##### RECORDS FOR THIS TASK #####
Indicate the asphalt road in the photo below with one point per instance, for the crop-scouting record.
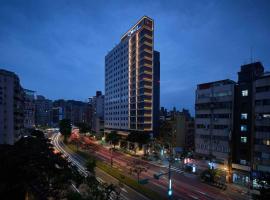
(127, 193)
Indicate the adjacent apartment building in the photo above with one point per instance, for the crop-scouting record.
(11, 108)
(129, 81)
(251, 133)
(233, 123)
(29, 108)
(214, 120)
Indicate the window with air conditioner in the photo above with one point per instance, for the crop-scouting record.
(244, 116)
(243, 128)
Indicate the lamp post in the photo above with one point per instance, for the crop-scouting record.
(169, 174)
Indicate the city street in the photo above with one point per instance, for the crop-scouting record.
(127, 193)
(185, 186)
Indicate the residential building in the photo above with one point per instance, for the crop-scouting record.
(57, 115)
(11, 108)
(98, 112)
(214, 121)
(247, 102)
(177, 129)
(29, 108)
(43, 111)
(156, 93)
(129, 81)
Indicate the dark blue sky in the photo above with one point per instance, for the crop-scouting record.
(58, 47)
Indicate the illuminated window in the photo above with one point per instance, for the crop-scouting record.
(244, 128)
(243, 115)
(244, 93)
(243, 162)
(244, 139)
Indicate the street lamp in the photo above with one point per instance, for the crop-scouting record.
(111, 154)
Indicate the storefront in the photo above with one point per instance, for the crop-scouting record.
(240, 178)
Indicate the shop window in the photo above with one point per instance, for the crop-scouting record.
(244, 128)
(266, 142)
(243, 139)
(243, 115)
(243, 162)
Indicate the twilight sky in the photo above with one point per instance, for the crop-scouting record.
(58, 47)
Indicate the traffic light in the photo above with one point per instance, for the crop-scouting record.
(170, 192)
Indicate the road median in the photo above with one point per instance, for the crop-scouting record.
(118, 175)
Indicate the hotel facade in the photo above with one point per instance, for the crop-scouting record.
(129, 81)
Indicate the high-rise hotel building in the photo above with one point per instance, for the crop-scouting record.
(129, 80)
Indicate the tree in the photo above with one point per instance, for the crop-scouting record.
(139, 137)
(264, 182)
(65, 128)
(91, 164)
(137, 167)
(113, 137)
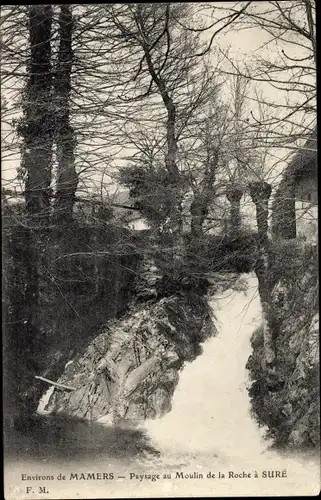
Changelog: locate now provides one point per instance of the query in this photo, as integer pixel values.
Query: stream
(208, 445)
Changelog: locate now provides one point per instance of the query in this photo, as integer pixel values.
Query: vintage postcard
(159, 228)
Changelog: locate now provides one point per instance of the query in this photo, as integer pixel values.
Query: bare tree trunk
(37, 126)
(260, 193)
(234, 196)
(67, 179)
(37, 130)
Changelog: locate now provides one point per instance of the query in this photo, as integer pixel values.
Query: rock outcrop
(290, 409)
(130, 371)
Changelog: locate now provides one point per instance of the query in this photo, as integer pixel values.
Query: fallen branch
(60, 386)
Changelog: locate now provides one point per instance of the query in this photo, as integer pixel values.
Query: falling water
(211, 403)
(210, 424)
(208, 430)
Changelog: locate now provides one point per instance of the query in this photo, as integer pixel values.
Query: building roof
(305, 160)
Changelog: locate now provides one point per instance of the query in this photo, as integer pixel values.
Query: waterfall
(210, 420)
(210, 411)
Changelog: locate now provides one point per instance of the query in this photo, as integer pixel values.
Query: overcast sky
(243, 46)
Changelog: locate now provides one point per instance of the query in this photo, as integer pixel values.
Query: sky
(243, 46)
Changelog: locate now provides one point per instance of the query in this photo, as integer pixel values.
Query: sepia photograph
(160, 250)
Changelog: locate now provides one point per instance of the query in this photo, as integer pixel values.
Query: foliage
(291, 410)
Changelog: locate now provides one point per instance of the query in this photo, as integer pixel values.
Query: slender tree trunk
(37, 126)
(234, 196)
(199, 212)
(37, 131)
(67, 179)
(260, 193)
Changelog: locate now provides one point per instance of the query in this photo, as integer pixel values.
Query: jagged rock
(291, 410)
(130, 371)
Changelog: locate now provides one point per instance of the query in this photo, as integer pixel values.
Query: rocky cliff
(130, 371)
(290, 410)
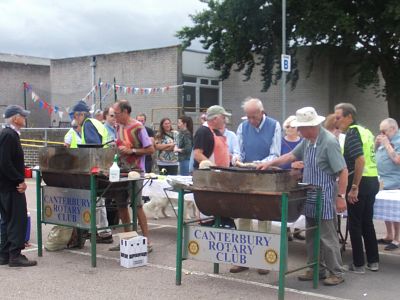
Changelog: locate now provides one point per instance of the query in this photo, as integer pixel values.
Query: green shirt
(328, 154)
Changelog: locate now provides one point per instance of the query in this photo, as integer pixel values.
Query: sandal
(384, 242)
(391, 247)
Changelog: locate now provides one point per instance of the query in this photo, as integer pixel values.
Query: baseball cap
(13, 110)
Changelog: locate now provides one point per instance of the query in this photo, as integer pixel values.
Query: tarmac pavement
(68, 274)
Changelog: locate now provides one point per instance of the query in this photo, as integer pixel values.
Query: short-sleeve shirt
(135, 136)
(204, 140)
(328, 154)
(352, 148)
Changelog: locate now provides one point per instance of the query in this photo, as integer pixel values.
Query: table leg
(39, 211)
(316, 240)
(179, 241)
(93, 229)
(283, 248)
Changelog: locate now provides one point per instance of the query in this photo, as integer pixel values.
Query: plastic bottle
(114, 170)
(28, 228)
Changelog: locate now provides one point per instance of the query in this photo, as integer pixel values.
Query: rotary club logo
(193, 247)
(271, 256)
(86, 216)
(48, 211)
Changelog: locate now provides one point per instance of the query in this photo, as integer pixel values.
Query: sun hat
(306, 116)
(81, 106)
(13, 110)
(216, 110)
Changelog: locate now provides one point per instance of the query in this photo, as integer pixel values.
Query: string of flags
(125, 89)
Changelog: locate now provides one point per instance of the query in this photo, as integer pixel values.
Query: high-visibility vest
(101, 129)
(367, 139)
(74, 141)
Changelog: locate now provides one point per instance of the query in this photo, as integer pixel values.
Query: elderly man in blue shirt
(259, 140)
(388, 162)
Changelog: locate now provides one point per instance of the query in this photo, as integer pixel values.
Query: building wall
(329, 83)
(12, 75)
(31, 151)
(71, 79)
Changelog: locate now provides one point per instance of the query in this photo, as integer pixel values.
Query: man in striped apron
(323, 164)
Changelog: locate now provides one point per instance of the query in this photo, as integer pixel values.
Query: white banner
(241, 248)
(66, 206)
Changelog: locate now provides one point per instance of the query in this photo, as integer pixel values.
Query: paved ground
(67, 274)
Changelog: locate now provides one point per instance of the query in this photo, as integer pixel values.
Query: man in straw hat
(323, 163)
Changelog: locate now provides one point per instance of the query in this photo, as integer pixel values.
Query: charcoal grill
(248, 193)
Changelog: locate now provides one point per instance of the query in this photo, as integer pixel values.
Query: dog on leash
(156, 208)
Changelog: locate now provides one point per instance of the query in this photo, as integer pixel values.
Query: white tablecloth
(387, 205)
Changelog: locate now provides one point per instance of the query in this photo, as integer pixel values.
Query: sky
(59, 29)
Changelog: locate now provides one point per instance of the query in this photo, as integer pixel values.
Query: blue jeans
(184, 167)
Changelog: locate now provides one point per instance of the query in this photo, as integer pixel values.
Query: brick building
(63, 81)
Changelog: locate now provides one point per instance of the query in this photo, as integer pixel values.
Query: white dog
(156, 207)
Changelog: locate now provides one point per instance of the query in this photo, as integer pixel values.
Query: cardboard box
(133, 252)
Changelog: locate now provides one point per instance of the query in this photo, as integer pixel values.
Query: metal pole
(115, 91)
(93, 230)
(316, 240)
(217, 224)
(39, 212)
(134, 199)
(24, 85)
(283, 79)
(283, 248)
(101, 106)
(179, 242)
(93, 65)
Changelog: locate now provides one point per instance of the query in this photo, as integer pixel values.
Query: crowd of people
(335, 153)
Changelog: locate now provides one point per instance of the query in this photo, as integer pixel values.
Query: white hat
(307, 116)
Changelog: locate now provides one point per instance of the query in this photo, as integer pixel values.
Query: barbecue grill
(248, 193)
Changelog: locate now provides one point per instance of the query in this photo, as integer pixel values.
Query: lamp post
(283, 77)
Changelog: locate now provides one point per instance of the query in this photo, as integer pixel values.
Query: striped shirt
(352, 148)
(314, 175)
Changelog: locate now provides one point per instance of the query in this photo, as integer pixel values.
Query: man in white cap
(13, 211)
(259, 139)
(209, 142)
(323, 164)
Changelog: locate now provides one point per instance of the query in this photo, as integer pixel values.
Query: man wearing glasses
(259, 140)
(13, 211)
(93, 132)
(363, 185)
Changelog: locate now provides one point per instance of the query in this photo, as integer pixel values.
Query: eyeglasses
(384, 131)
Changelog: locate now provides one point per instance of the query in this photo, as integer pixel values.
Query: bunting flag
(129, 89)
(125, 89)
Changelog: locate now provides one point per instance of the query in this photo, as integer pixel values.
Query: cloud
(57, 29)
#####
◆ INSTRUCTIONS FOR THE TASK
Copy out exactly the lines from the one containing "Query: lamp post" through the last line above, keeping both end lines.

◆ ANSWER BOX
Query: lamp post
(283, 77)
Changelog: locate now provides one point per instance of the query in this photo, as integer pixel values.
Query: striped shirt
(352, 148)
(314, 175)
Changelog: locate now provides one point per instance of the query in this photo, as integer pixel values.
Query: man in white cap
(13, 211)
(259, 139)
(209, 142)
(323, 164)
Changelog: locate now provides one point per instance of the query in this photo, as integer pixel values.
Query: man wearing glasses
(259, 140)
(13, 211)
(93, 132)
(363, 185)
Changelog: locate now provides one point per instance of the query in this photo, as integer pixel values.
Query: eyeglasses
(384, 131)
Changelog: locate now provides one point per instance of the query in this photo, as integer pixel values.
Query: bunting flag
(129, 89)
(125, 89)
Changelog: locate now provides one point per instance of the query in this photo, as integer pixel values.
Query: cloud
(57, 29)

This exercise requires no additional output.